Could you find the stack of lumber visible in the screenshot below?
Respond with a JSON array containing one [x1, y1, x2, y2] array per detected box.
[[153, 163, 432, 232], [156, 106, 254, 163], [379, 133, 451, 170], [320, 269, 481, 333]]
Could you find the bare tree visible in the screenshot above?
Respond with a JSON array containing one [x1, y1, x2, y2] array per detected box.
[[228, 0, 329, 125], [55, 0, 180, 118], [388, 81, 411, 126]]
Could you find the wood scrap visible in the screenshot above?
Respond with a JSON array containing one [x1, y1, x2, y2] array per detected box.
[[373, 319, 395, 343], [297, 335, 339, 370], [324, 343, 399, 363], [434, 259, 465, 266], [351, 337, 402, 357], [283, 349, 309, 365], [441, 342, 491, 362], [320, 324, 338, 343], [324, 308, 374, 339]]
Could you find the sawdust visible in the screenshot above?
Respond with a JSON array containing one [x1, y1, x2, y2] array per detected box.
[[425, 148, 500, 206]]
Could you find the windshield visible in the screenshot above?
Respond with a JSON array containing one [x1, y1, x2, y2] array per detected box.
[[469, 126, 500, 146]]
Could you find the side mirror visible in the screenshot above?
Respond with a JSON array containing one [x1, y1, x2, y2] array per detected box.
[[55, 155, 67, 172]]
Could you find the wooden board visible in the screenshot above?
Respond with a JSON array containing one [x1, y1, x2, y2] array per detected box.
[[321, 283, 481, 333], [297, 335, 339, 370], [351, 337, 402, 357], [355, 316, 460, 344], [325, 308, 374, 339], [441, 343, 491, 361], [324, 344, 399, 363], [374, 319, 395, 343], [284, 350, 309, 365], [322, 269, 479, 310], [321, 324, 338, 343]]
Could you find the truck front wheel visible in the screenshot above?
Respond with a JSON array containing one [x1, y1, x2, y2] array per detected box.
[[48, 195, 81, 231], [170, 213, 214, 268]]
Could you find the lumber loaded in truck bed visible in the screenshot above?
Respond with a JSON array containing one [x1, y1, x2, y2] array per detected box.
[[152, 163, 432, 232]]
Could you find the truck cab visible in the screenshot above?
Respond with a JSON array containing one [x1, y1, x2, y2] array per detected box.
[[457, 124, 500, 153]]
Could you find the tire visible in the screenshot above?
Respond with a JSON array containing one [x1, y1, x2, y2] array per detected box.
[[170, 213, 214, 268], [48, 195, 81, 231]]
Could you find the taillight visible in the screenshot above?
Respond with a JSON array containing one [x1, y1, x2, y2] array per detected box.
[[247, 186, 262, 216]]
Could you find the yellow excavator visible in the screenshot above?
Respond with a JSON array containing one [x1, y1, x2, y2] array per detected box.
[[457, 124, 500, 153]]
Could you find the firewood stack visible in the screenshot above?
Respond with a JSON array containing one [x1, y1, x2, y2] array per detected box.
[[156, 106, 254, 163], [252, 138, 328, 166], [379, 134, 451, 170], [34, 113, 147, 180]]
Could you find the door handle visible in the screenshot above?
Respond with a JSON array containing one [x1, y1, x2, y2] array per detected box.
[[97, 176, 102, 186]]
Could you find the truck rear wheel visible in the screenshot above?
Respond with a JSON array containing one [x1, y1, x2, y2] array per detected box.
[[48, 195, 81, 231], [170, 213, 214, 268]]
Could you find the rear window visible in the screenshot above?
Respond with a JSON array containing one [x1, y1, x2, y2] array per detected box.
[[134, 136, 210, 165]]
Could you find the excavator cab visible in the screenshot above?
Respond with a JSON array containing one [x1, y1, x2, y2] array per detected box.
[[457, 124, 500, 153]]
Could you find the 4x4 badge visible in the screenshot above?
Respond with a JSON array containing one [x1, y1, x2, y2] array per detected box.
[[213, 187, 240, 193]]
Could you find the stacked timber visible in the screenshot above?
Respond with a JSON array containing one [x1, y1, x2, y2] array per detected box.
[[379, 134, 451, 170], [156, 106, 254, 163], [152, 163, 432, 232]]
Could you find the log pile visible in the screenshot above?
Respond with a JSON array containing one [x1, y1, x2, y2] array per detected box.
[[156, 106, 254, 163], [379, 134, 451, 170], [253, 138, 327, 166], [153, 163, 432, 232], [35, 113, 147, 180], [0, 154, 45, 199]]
# # # #
### WHAT THE TASK REQUIRES:
Output the data exactly, so that every line matches the original.

### EXERCISE SOLUTION:
Could you find the stack of lumber visible in the screenshot below?
Respond with a JSON array containing one [x1, y1, x2, y2] array per detected box.
[[153, 163, 432, 232], [156, 106, 254, 163], [379, 133, 451, 170], [320, 269, 481, 333]]
Could you find the bare tree visible in the screenshot above?
Respond with a JSON array containing one [x1, y1, x2, y2] array per detected box.
[[228, 0, 329, 125], [55, 0, 180, 118], [388, 81, 411, 126]]
Could you find the wood scrap visible in the screenshot above?
Respond with a JSON array containing one [x1, y1, x2, y2] array per detected box.
[[373, 319, 395, 343], [297, 335, 339, 370], [324, 343, 399, 363], [434, 259, 465, 266], [351, 337, 402, 357], [283, 349, 309, 365], [441, 342, 491, 362], [320, 324, 338, 343], [324, 308, 374, 339]]
Could you find the sawdust visible in the screenshot above?
Respond with a JSON array containing one [x1, y1, x2, y2] array per detected box.
[[425, 148, 500, 206]]
Could you find the windshield visible in the screenshot above?
Respond with a JSON array containing one [x1, y1, x2, y2] array per detected box.
[[469, 126, 500, 146]]
Could you find the side mirror visible in the screenshot above?
Respond with a JSON array containing one [x1, y1, x2, y2] array per detected box.
[[55, 155, 67, 172]]
Could you find the wooden board visible in the screenshot above?
Respond with a JSON array containing one [x1, y1, x2, y2] array per detected box.
[[321, 283, 481, 333], [297, 335, 339, 370], [351, 337, 402, 357], [355, 316, 460, 344], [325, 308, 374, 339], [441, 343, 491, 361], [324, 344, 399, 363], [374, 319, 395, 343], [284, 350, 309, 365], [322, 269, 479, 310], [321, 324, 338, 343]]
Could you find the truck front wheel visible in the screenshot above?
Respond with a JSON array containing one [x1, y1, x2, y2] array per detected box.
[[48, 195, 81, 231], [170, 213, 214, 268]]
Could you find the lumber loaded in truck bed visible in the screenshot above?
Respond with a JSON array containing one [x1, y1, x2, y2] array per detected box.
[[152, 163, 432, 232]]
Could you find the truck cab visible in the screenshot above?
Respond with a JSON array containing one [x1, y1, x2, y2] array per detected box.
[[457, 124, 500, 153]]
Could you find the tire visible in the screenshot above?
Respond with a JSON array containing one [x1, y1, x2, y2] array per detected box.
[[170, 213, 214, 268], [48, 195, 81, 231]]
Could you find the taillight visible in the screenshot above?
Respond with a JSON array containing one [x1, y1, x2, y2] array per detected box.
[[247, 186, 262, 216]]
Could you find the yellow excavator visible in the screenshot above?
Respond with a JSON array containing one [x1, y1, x2, y2] array per detected box.
[[457, 124, 500, 153]]
Could you find the firewood stack visible in the screenshot above?
Respond with a JSON array containing one [x1, y1, x2, y2] array per detected box.
[[156, 106, 254, 163], [252, 138, 328, 166], [379, 134, 451, 170], [34, 113, 147, 180]]
Could you find the door handle visible in the screenshot above?
Respond with a JSON array containing one [x1, y1, x2, y2] array per detected box.
[[97, 176, 102, 186]]
Could you find the truck rear wheel visible in the screenshot above?
Respond with a JSON array containing one [x1, y1, x2, y2] array per detected box.
[[48, 195, 81, 231], [170, 213, 214, 268]]
Could you find the rear window visible in the screenshot above?
Respond with a JSON array containing one [x1, y1, x2, y2] array per detected box.
[[134, 136, 210, 165]]
Could you find the excavator cab visible in the screenshot above?
Respond with a JSON array containing one [x1, y1, x2, y2] array per detected box.
[[457, 124, 500, 153]]
Could you find the 4x4 badge visible in the screenshot above?
Respond with a JSON array containing one [x1, y1, x2, y2] array per detected box.
[[213, 187, 240, 193]]
Could you find the stacked timber visible in the screenshot above?
Respond with a JSON array containing one [x1, y1, x2, y2] array per detected box.
[[379, 134, 451, 170], [156, 106, 254, 163], [152, 163, 432, 232]]
Could you find the log pile visible in the screenshot above?
Respond with a JSON array containing one [x1, y1, x2, y2] array per detected box.
[[156, 106, 254, 163], [379, 134, 451, 170], [253, 138, 327, 166], [153, 163, 432, 232], [35, 113, 147, 180], [0, 154, 45, 199]]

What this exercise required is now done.